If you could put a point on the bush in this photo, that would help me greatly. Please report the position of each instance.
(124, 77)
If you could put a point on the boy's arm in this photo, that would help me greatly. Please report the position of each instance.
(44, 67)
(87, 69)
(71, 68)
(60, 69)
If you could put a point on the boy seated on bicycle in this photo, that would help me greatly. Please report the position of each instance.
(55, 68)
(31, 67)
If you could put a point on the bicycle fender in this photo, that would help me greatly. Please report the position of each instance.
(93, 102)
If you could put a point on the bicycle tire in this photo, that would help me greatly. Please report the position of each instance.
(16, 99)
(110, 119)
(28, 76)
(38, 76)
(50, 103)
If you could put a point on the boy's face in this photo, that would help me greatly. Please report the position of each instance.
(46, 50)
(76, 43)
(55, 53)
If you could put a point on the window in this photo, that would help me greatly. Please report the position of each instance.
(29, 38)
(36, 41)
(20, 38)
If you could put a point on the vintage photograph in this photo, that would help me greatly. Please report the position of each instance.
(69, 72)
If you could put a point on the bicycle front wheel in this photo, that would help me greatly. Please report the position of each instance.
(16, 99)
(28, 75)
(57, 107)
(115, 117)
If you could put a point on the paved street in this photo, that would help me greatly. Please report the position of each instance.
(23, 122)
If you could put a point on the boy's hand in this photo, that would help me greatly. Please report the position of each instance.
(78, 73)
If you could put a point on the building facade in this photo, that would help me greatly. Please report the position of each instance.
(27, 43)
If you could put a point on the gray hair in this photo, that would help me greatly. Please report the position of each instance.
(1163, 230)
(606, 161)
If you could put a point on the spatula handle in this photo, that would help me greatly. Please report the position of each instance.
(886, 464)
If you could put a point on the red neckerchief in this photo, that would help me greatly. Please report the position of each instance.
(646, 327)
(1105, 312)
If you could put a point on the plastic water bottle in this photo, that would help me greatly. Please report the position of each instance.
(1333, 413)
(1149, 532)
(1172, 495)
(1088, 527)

☆ ☆ ☆ ☆ ☆

> [What the task asks]: Rewrite the listing above, changing every "bicycle" to "bike" and leaving everything else untouched.

> [Solution for this task]:
If you could put a point on the bush in this photo, that would help me greatly. Please report the position of each instance.
(124, 77)
If you could put a point on the boy's arm in this photo, that would help me greatly. Please report the position of each instance.
(44, 67)
(87, 69)
(71, 68)
(60, 69)
If you could put a point on the boy seated on bike in this photo, that would help me greatly. Please report the position of each instance.
(55, 68)
(31, 67)
If you could put a point on the bike fender in this photo, that would help me greatly. Please report the position of each instance.
(93, 102)
If you could put a point on the bike tire in this photo, that would help me greatly. Please report the position of each instance.
(16, 99)
(110, 119)
(28, 76)
(38, 76)
(50, 103)
If you could put a point on the boy's face in this photo, that would help me greatly. Please report the position of each instance.
(46, 50)
(76, 43)
(55, 53)
If you could put a point on the window in this photo, that would help me greatly. Please report the position of each instance.
(29, 38)
(36, 41)
(20, 38)
If you could put a point on the vintage photograph in this photo, that would help me greatly. Please report the position of each instance.
(69, 72)
If you could put a point on the bike front wheel in this photo, that would help me greatly. Please report the position of each instance.
(16, 99)
(28, 75)
(57, 107)
(115, 117)
If you could put a point on the paved street in this photo, that would help me greatly. Please report the position of each instance.
(23, 122)
If you could put a point on the boy's hand in this photo, that would help me greatly. Please report the position of each instance.
(78, 73)
If you could put a point on the building facade in this photo, that would help me greatly. Please report the position of each instance.
(27, 43)
If you could put a point on the gray hair in this photo, that would help me greatly. Please report the position of each instance.
(1163, 230)
(606, 161)
If you could put a point on the spatula handle in this photo, that would help me greatly. Please report the position of each instance.
(886, 464)
If you could put a point on the red neckerchief in this photo, that would help me greatly. Please report the position of each instance.
(646, 327)
(1105, 312)
If you could put a point on the plastic water bottle in this photo, that would help me greatly. Please report the position of each instance.
(1333, 413)
(1149, 532)
(1172, 495)
(1088, 527)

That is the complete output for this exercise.